=== Reading text ===
[Since I first posted it, this post has been slightly edited due to questions of privacy relating to others in the Dave group.]
The careful reader will have noticed that the hundred posts of “What is Embodiment” trace a developmental curve, or what’s known in Hollywood as “a story arc.”
The series was begun in response to a suggestion made by Dave O after the summer 2014 retreat. I was meeting Dave and some other participants in a Chinese restaurant. On the way there, I’d had a really pleasurable experience walking about Helsinki, listening to music on my mp3 player and feeling just right in my body. I told Dave that I thought a better word for what I was getting a taste of than enlightenment was embodiment. He suggested I do a post every day for the next hundred days on “enlightened embodiment.” The rest is (bla bla).
To begin with, I drew on notes I’d made from a previous Dave retreat, including direct quotes of things Dave said as well as my own occasional comments or observations. Once my notes ran out (around post # 24), I started re-listening to old Dave online classes and paraphrasing things I found there, always keeping close to the letter and spirit of Dave’s teachings.
Then came post # 43, “Asteroids in Space,” written down while listening to Dave talk in an online group meeting (making it the first direct Dave quote). Around that time, I had an email exchange with Dave in which he questioned whether my repeating things he had said counted as things I had “learned.” In Dave’s view, learning entails bringing forth inner wisdom and knowledge, not receiving it from the outside.
=== Listed records ===
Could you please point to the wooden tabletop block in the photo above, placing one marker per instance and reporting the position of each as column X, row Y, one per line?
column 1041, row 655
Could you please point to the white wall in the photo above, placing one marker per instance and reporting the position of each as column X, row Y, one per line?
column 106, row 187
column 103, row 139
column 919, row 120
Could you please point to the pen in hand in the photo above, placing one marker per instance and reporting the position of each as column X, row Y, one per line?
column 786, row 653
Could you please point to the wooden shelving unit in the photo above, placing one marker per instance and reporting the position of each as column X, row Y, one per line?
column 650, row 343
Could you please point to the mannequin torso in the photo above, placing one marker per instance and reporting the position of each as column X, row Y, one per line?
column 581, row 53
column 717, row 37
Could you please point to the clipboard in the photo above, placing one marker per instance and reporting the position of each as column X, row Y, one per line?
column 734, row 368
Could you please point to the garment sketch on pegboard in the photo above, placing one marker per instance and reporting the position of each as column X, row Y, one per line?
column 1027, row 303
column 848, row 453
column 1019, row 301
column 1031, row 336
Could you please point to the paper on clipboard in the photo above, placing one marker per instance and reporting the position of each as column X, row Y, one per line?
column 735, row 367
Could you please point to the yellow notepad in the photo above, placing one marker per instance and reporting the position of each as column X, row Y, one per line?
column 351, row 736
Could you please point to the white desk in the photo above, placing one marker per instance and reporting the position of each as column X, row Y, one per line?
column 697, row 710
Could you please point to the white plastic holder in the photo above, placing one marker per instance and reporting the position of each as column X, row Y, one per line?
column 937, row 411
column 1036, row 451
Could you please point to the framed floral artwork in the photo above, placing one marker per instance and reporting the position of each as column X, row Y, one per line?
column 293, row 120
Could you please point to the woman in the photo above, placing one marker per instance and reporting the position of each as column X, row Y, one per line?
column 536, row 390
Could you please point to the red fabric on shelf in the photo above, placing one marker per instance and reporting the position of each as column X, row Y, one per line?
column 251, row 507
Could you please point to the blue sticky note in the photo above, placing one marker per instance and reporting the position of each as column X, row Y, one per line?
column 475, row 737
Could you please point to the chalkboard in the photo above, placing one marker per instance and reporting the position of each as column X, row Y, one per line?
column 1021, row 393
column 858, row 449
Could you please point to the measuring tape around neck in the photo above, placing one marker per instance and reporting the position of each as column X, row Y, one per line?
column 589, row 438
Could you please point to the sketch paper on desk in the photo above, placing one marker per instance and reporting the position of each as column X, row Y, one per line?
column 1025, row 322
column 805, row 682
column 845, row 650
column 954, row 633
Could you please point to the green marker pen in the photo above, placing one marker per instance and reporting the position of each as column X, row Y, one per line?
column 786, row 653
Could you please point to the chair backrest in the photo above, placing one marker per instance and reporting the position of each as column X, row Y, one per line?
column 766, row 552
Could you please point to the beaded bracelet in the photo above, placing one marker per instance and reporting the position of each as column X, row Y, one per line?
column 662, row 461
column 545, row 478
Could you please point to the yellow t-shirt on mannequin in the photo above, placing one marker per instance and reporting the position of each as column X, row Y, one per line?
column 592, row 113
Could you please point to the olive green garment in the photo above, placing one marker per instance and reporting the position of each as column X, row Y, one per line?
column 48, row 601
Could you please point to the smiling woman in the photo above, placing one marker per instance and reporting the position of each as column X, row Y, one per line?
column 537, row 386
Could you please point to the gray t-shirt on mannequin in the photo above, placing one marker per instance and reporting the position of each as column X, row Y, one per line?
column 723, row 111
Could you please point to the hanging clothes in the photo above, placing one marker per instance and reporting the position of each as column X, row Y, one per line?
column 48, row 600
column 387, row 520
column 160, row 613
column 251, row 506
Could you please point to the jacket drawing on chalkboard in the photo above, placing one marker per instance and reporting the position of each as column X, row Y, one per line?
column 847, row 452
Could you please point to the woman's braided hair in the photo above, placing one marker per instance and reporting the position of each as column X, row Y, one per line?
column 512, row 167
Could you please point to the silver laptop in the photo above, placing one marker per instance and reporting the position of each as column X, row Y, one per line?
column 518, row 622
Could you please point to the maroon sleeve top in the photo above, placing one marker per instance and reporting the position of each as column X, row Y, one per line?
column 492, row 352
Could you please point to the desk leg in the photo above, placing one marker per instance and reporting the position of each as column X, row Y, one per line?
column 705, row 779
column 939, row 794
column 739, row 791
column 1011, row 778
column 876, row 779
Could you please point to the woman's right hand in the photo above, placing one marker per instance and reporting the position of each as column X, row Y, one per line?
===
# Given problem:
In one to three sentences, explain why Dave, according to the embodiment post, doubted that the author's repeating of his sayings counted as things the author had learned. Rely only on the embodiment post to complete this.

# Solution to this task:
In Dave's view, learning means bringing forth inner wisdom and knowledge, not receiving it from the outside. Repeating things Dave had said was receiving them from outside, so he questioned whether it counted as learning.